Task objective: Return the entries exactly. Images are not part of the copy.
== Segment start ==
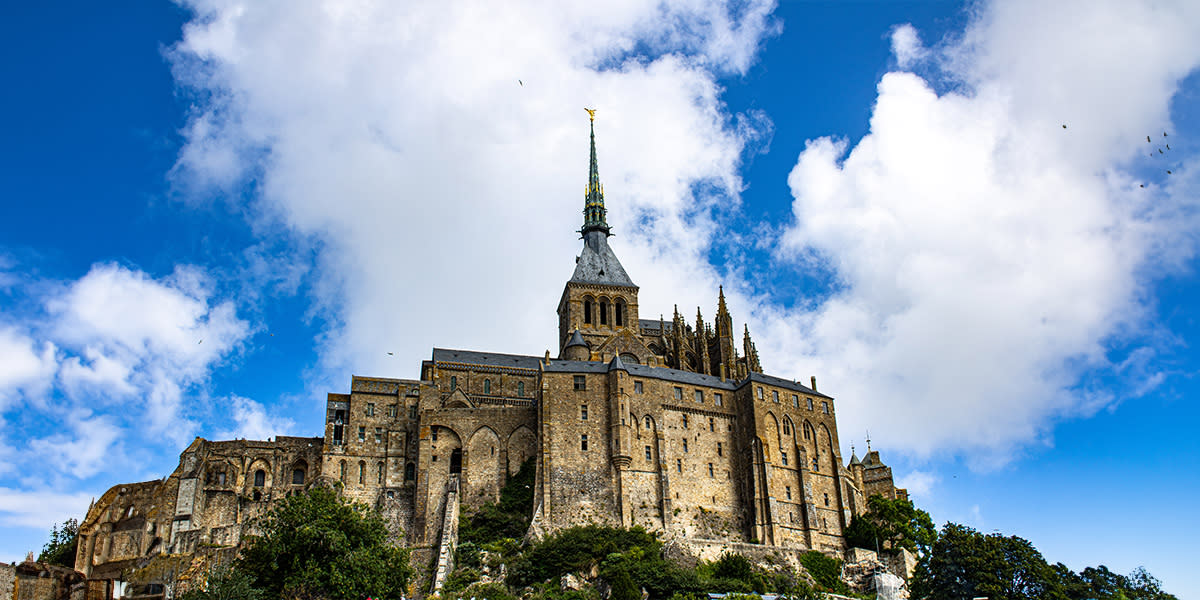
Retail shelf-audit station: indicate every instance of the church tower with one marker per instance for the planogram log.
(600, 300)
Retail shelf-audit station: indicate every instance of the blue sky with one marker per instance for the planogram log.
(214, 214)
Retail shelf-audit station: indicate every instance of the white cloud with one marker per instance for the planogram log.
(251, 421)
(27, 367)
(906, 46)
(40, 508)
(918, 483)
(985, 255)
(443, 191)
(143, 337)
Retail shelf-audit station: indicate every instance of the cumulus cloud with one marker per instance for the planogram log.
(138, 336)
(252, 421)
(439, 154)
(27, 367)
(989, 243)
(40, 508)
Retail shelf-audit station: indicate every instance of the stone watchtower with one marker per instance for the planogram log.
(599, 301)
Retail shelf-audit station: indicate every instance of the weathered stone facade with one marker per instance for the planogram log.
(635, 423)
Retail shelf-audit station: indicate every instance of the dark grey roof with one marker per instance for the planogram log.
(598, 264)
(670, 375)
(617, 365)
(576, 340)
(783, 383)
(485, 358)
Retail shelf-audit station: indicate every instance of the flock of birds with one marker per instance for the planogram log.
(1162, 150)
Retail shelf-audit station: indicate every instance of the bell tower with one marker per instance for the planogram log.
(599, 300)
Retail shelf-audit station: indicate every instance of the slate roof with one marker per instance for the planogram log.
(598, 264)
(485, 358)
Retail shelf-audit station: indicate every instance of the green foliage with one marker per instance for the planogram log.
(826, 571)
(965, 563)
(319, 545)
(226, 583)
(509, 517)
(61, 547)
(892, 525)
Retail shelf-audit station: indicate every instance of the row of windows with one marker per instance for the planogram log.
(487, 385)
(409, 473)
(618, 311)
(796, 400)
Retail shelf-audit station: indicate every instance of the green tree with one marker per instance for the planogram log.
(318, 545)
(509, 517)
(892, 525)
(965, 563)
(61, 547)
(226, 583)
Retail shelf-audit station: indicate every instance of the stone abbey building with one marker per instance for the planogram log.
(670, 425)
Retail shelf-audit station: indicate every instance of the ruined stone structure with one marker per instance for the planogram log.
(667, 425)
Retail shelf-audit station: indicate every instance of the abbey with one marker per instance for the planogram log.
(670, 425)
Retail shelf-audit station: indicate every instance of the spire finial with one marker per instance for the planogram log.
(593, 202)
== Segment end ==
Reply:
Retail shelf-audit station: indicate every instance of the church tower with one marker per instance for the planogram log.
(600, 300)
Retail shelf-audit station: indicate every instance of the blue sky with one marker per instance for the planogram log.
(214, 214)
Retail shelf-audit station: indicate every instance of the white cloud with one marker per instance for the planogram log.
(251, 421)
(27, 367)
(906, 46)
(40, 508)
(918, 483)
(985, 255)
(443, 191)
(143, 337)
Retail shelf-audit station: indicate every instance of the cumulus cloud with one marker per instance for the planogram log.
(138, 336)
(252, 421)
(439, 154)
(27, 367)
(989, 243)
(40, 508)
Retail shelf-audit station: indicate every instance of the stone watchtower with one marker per instance for the planogram log.
(599, 301)
Retail shelf-audit station: indicate every instance of the weathered stone facade with one marker per instance for the planogram log.
(635, 423)
Retail shelf-audit station: indicate every instance of the dark grey roof with one marker per instance for the planogram log.
(598, 264)
(670, 375)
(617, 365)
(576, 340)
(783, 383)
(485, 358)
Retail shelf-audit station: indicate every instance of the flock of birds with one marker per instance for the planogram log.
(1162, 150)
Retail shelf-audit station: indicate every instance of the bell tower with one marker per instance for the planogram log.
(599, 300)
Retail shelf-audit station: indicate every instance of the slate roof with one marker per instance for the planogram log.
(598, 264)
(485, 358)
Retail shelf-audit station: indicate every instance of the green foliage with one marker per instance for the planogram log.
(826, 571)
(965, 563)
(319, 545)
(226, 583)
(509, 517)
(61, 547)
(892, 525)
Retail shelf-audit station: indicate every instance of the row of windows with one marker per instance for the planogram log.
(487, 385)
(409, 473)
(618, 311)
(796, 400)
Retail shelf-audit station: indicate every instance of the green tree with one marker per instance for the planogram log.
(318, 545)
(509, 517)
(892, 525)
(965, 563)
(61, 547)
(226, 583)
Retail shelf-audit station: indicate every instance of the stone abbey building with one marker per instance for the planogram log.
(670, 425)
Retail shelf-audit station: indicate every instance of the ruined stone structure with one marker per instance for the planogram log.
(667, 425)
Retail shelf-audit station: indicate every instance of the abbey with one marker per instance for the planogram log.
(670, 425)
Retail shelf-audit station: indicate every instance of the spire finial with one marker per instance for the planogram log.
(593, 202)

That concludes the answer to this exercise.